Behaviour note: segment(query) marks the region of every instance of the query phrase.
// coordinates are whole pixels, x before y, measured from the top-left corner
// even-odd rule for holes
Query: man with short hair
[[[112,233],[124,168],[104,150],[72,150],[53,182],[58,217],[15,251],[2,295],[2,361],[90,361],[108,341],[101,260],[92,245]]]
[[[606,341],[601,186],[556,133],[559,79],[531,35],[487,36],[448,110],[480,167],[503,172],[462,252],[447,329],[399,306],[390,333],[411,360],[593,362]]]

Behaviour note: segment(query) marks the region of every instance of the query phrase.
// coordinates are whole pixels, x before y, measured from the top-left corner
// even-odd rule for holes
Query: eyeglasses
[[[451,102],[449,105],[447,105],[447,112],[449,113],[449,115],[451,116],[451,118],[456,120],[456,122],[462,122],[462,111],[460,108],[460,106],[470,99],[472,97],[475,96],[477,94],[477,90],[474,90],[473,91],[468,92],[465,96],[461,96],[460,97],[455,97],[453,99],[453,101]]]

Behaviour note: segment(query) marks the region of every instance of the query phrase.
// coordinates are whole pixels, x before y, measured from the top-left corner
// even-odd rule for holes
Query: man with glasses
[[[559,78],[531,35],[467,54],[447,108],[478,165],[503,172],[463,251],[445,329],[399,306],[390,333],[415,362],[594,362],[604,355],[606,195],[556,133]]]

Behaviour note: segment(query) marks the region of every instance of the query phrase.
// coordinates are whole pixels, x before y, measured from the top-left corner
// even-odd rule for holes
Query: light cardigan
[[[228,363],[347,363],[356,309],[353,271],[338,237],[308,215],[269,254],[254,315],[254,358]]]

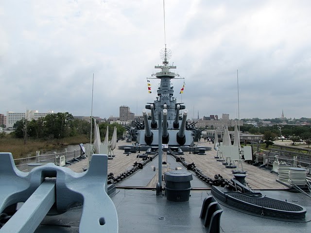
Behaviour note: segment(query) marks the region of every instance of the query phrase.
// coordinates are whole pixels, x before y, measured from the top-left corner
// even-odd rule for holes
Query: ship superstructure
[[[171,79],[179,76],[171,71],[175,69],[176,66],[169,64],[171,50],[166,47],[161,54],[162,65],[155,67],[161,71],[153,74],[160,79],[157,97],[143,110],[144,129],[138,130],[137,142],[141,145],[158,146],[161,140],[159,135],[161,134],[162,143],[170,147],[192,146],[194,129],[187,122],[186,106],[183,103],[177,103],[174,97],[174,88],[171,82]],[[151,119],[148,119],[147,110],[151,111]]]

----

To be done. The data above should be repeated exactly, minus any pictures.

Response to this task.
Behaviour note: segment(query) marks the region of every instance of the query phrase.
// coordinates are whole pixels, x before y, measured from the top-left corner
// even-odd rule for holes
Query: man with short hair
[[[112,233],[124,168],[104,150],[72,150],[53,182],[58,217],[15,251],[2,295],[2,361],[90,361],[108,341],[101,260],[92,245]]]
[[[606,341],[601,186],[556,133],[559,79],[531,35],[487,36],[448,110],[480,167],[503,172],[462,252],[447,329],[399,306],[390,333],[411,360],[593,362]]]

Behaviour note: segment(query) marks the region of every instance of the query phrase.
// coordinates are whole pixels, x before y, measured from the top-left corner
// even-odd rule for holes
Query: eyeglasses
[[[451,102],[449,105],[447,105],[447,112],[449,113],[449,115],[451,116],[451,118],[456,120],[456,122],[462,122],[462,111],[460,108],[460,106],[470,99],[472,97],[475,96],[477,94],[477,90],[474,90],[473,91],[468,92],[465,96],[461,96],[460,97],[455,97],[453,99],[453,101]]]

Behaviour note: segment(query) marks the region of every instance of the query phrase.
// coordinates are whole pixels, x before y, measured from the top-left corner
// even-odd rule for holes
Query: man with glasses
[[[559,78],[531,35],[467,54],[447,108],[478,165],[503,172],[463,251],[445,329],[399,306],[390,333],[415,362],[594,362],[604,355],[606,195],[556,133]]]

Behaviour note: segment(query) marks the region of every instance of the query phrase.
// coordinates are whole pixels, x before y, measured from the top-left corner
// even-odd rule for holes
Query: light cardigan
[[[228,363],[347,363],[356,309],[353,271],[338,237],[308,215],[269,254],[254,315],[254,358]]]

Behaviour note: segment(query) marks the region of every instance of the query phrase.
// coordinates are whole pixels, x before y, measured from the top-left corner
// even-odd rule for holes
Query: ship superstructure
[[[171,79],[179,76],[171,71],[175,69],[176,66],[169,64],[171,50],[166,47],[161,54],[162,65],[155,67],[161,71],[153,74],[160,79],[157,97],[143,110],[144,129],[138,130],[137,142],[141,145],[158,146],[161,140],[159,135],[161,134],[162,143],[170,147],[192,146],[194,129],[187,122],[186,106],[183,103],[177,103],[174,97],[174,88],[171,82]],[[151,119],[148,119],[147,110],[151,111]]]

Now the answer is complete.